- _BRIEF_
Extend the article below about the third AE turnover tipping point, the arrival of a child, by writing what follows its final sentence.

- _TEXT PROVIDED_
========================================================================
AE Turnover Tipping Point 3: Pass the Cigar!
I have previously covered two “turnover tipping points” in AE that have professional origins, including a downturn in the business cycle and a change of management. The final two triggers for turnover are personal in nature, yet have a direct effect on the employee’s psyche about work.
This third tipping point, in my experience, is at least 90% accurate. I have been reticent to mention it because it is gender-specific to men, but upon reflection, it is too important not to bring to your attention.
Without a doubt, within AE consulting space, the pending or new arrival of a child into the family is a major contributor to job search behavior. I say this is gender-specific, because we gals are not dummies….we are inclined to “stay put” for the FMLA benefits. **
I am neither a psychologist nor a scientist, but if I had to boil it down to biology, I’d guess that this is some type of latent “provider gene” in action, the modern-day equivalent to stepping up the hunt for food to feed a growing family. It might be the first child, it might be a successive child, but I can tell you when I find a candidate with a bun-in-the-family-oven, I know he’s got anxiety about advancing his career.
It’s not overt; He doesn’t recognize it as a factor at all. What is he thinking? If the family is considering becoming a traditional one-income household, his motivations are fairly obvious. However, this behavior occurs equally in families with two income–earners. Is he thinking braces, summer camp and college tuition so early?
========================================================================
- _RECORDS_
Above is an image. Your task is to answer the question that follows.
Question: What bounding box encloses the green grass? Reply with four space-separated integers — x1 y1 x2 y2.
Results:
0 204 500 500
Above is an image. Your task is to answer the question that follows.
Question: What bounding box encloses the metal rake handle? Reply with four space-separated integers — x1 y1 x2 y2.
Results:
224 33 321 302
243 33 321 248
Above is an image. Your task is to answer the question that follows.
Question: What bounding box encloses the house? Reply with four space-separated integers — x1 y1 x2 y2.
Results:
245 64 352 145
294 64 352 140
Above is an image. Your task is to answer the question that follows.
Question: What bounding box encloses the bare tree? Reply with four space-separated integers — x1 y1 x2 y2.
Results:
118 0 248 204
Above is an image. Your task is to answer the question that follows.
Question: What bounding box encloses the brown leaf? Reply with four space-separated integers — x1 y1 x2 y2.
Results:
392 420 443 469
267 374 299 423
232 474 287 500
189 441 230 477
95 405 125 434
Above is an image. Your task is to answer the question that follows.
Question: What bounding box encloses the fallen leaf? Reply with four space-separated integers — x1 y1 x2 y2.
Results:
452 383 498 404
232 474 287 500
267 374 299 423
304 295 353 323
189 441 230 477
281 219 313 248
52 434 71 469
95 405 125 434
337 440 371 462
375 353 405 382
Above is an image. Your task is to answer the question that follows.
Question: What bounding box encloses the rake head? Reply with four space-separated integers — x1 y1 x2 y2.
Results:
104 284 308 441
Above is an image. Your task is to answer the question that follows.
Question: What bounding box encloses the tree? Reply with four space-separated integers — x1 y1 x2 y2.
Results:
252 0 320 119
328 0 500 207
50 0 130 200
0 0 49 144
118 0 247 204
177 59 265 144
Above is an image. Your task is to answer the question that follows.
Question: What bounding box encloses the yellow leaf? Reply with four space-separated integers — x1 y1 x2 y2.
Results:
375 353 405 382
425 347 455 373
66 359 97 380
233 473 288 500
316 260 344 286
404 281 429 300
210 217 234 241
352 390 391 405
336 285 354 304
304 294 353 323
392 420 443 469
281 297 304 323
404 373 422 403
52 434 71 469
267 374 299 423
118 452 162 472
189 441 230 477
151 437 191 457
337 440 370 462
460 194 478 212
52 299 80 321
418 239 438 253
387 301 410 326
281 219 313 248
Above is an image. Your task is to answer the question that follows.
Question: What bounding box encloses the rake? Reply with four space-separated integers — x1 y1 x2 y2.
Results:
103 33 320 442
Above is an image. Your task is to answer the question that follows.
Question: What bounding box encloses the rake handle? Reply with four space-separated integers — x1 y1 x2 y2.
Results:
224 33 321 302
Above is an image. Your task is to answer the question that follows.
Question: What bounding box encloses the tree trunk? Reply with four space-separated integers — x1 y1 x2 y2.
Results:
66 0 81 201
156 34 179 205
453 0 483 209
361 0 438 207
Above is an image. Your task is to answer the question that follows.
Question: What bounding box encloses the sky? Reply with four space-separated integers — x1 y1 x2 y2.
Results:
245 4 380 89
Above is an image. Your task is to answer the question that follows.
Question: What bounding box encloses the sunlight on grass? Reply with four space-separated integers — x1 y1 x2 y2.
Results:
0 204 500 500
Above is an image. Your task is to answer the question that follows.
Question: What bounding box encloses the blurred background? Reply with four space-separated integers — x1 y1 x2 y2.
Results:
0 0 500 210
========================================================================
- _EXERCISE ANSWER_
I tell these blokes it’s a lousy time to be looking for a career move. So much of the world as they know it is about to change, why shake things up even more? But they don’t listen to me.

Male readers, look back on your own careers, and what lifetime events were in play when you made certain job changes. I guarantee you will be able to correlate a job change, seeking a promotion or other career milestone with the pending or recent arrival of at least one child.
The feedback is the same whenever I share this tidbit of information with managers: They didn’t even know it when it was happening to THEM; then, they begin to catalog life events of those recently hired and recently departed. I smugly enjoy their epiphanies.
** Why the gents are not equally motivated by this perk is a whole other discussion that we can cover over a few glasses of wine, ladies.